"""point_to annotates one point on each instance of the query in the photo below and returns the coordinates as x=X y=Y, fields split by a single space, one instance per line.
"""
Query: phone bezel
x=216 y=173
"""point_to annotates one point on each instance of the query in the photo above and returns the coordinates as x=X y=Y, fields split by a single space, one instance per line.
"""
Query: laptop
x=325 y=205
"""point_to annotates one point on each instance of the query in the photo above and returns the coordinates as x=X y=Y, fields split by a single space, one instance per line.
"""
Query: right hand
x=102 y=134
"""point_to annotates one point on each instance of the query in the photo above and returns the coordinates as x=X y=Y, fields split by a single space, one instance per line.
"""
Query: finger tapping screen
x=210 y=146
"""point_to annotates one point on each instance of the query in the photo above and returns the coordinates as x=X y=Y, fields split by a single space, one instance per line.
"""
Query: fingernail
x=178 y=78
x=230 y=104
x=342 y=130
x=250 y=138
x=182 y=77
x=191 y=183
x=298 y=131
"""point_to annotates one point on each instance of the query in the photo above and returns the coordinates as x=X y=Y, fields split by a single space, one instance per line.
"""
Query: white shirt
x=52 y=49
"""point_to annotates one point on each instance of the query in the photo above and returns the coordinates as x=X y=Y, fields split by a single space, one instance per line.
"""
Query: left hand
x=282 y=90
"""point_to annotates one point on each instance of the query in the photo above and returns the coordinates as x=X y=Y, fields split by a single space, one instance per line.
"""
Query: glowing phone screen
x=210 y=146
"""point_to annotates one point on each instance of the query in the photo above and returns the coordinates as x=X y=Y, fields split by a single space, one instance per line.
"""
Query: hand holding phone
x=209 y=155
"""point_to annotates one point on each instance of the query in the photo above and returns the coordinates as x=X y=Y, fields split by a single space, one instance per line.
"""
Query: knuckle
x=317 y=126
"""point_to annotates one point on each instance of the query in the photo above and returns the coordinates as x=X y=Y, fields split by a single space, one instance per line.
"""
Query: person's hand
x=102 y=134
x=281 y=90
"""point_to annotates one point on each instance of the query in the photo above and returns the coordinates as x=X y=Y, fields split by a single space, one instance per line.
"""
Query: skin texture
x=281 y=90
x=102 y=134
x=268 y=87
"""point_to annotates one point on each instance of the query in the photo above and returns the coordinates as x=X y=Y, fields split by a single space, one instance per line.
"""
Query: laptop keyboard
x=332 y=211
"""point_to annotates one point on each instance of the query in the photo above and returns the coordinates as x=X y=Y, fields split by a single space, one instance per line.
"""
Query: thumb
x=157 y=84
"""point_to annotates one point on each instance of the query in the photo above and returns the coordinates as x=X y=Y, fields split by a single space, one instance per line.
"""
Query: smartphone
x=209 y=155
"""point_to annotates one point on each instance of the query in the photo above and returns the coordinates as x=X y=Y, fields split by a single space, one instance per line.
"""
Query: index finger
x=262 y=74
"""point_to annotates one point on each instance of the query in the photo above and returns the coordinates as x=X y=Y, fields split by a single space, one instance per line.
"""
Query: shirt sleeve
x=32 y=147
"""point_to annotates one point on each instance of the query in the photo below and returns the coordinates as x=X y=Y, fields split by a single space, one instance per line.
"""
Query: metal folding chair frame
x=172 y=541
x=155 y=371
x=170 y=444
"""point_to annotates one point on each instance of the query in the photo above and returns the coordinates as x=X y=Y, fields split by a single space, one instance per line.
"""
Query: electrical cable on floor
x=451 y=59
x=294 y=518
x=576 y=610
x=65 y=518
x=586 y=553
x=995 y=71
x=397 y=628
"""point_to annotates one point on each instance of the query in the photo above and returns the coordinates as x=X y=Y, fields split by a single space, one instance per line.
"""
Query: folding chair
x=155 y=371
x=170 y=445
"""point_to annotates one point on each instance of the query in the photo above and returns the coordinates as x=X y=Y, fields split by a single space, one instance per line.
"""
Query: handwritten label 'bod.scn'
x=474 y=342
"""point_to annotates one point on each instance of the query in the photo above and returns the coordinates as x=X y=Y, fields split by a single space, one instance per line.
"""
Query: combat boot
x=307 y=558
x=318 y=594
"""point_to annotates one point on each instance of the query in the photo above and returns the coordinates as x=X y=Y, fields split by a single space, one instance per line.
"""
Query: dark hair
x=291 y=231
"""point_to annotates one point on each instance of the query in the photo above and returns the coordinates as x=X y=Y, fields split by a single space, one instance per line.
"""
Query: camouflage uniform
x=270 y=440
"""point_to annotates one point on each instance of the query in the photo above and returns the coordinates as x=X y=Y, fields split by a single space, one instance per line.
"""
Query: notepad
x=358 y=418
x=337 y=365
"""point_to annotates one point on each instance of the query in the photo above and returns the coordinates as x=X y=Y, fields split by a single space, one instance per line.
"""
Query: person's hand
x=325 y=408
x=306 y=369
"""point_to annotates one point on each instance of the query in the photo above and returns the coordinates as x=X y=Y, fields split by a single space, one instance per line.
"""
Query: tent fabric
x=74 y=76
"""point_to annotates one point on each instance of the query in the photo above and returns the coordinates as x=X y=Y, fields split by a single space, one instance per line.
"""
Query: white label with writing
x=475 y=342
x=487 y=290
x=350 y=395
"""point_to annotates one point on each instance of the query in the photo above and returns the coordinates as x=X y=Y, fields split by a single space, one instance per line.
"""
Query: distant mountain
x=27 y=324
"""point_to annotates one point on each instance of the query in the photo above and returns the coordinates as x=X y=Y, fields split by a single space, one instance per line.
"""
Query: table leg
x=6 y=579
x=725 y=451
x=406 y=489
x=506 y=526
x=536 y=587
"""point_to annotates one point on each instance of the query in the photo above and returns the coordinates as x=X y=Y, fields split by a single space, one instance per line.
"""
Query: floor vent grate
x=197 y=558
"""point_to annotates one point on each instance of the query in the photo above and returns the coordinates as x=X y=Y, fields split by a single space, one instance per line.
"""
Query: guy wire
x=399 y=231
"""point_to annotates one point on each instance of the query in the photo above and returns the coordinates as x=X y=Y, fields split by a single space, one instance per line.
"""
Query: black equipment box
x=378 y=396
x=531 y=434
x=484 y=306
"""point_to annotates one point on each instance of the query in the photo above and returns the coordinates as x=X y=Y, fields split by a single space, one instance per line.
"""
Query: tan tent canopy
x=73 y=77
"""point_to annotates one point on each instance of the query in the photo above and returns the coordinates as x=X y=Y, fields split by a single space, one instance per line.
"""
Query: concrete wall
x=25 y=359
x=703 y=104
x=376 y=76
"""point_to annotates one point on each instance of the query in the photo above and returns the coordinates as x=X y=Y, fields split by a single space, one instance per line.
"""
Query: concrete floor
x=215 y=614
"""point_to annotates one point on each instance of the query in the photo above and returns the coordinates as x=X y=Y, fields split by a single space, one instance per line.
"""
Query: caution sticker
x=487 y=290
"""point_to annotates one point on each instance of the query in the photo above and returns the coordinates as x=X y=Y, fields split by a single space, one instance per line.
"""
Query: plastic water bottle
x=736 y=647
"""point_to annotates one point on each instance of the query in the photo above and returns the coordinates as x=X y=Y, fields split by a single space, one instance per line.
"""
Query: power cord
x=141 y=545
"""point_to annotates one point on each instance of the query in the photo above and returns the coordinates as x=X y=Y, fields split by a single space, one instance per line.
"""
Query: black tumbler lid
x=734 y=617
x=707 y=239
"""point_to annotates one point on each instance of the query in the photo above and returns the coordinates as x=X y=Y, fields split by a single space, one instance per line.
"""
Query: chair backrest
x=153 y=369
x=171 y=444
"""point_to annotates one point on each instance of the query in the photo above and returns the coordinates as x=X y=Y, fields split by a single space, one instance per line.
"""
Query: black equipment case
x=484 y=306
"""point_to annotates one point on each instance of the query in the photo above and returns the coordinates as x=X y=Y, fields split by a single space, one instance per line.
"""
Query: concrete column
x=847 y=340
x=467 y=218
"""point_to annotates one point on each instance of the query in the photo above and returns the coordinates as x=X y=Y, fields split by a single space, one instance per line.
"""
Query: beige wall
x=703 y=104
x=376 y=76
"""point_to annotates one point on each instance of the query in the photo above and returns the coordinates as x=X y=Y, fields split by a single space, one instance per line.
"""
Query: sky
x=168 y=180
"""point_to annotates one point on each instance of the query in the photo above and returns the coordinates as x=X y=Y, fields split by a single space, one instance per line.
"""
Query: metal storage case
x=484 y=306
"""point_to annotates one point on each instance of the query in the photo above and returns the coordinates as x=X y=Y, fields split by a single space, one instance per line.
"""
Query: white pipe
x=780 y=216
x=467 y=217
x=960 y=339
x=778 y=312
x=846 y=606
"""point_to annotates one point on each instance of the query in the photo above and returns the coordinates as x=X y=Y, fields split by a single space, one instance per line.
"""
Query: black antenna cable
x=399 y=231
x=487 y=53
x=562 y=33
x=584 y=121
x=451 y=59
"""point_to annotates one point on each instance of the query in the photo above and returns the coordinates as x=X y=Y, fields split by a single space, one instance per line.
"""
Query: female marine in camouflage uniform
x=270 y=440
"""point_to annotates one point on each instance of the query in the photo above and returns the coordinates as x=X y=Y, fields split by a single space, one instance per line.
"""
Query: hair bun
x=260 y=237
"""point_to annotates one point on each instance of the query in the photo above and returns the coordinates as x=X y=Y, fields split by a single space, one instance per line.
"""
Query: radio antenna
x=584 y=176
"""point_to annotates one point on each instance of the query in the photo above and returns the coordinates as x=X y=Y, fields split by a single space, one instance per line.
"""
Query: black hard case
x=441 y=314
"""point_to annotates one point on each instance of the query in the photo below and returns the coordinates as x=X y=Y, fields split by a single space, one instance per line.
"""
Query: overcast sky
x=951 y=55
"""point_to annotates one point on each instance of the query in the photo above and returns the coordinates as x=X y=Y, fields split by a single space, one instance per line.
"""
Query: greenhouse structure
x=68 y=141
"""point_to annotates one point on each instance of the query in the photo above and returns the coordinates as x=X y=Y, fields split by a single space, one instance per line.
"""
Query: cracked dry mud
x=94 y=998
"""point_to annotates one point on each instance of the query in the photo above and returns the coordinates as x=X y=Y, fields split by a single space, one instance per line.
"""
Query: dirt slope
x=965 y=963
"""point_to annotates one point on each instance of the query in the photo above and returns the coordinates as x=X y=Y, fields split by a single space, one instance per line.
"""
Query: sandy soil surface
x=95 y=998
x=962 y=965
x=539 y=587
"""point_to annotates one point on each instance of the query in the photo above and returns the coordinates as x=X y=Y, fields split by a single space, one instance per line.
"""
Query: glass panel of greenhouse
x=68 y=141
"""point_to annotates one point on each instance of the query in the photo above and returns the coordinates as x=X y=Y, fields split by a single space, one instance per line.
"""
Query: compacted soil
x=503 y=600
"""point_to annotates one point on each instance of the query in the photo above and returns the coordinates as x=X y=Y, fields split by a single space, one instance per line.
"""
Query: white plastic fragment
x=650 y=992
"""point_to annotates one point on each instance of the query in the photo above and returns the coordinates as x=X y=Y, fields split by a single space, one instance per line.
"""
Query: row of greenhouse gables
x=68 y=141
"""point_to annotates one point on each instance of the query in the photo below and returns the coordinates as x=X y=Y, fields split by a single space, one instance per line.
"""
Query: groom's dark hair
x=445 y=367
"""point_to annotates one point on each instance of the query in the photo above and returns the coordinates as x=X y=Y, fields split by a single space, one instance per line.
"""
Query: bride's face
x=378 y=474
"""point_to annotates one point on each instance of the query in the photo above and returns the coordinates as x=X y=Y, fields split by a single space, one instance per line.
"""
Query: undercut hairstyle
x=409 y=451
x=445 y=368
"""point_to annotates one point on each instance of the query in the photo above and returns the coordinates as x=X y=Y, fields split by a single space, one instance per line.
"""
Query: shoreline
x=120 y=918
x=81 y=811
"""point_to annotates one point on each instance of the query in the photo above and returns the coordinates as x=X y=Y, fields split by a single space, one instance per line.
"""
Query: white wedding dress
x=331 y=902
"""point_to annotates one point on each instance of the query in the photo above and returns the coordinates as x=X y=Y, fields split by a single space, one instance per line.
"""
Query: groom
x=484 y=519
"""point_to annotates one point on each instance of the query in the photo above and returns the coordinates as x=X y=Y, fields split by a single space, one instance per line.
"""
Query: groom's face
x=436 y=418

──────────────────────────────

Rewrite the listing above from its first line through the line holding "x=325 y=205", inclusive, keeping the requests intact. Shift every coordinate value in the answers up by 77.

THE RESULT:
"""point_to annotates one point on each instance of the query in the photo below and returns the coordinates as x=X y=Y, fields split by a single space, one instance per line.
"""
Query: phone bezel
x=293 y=250
"""point_to annotates one point on each instance of the query in the photo above and returns the coordinates as x=X y=Y, fields split by a single space, one instance per line.
"""
Query: laptop
x=402 y=282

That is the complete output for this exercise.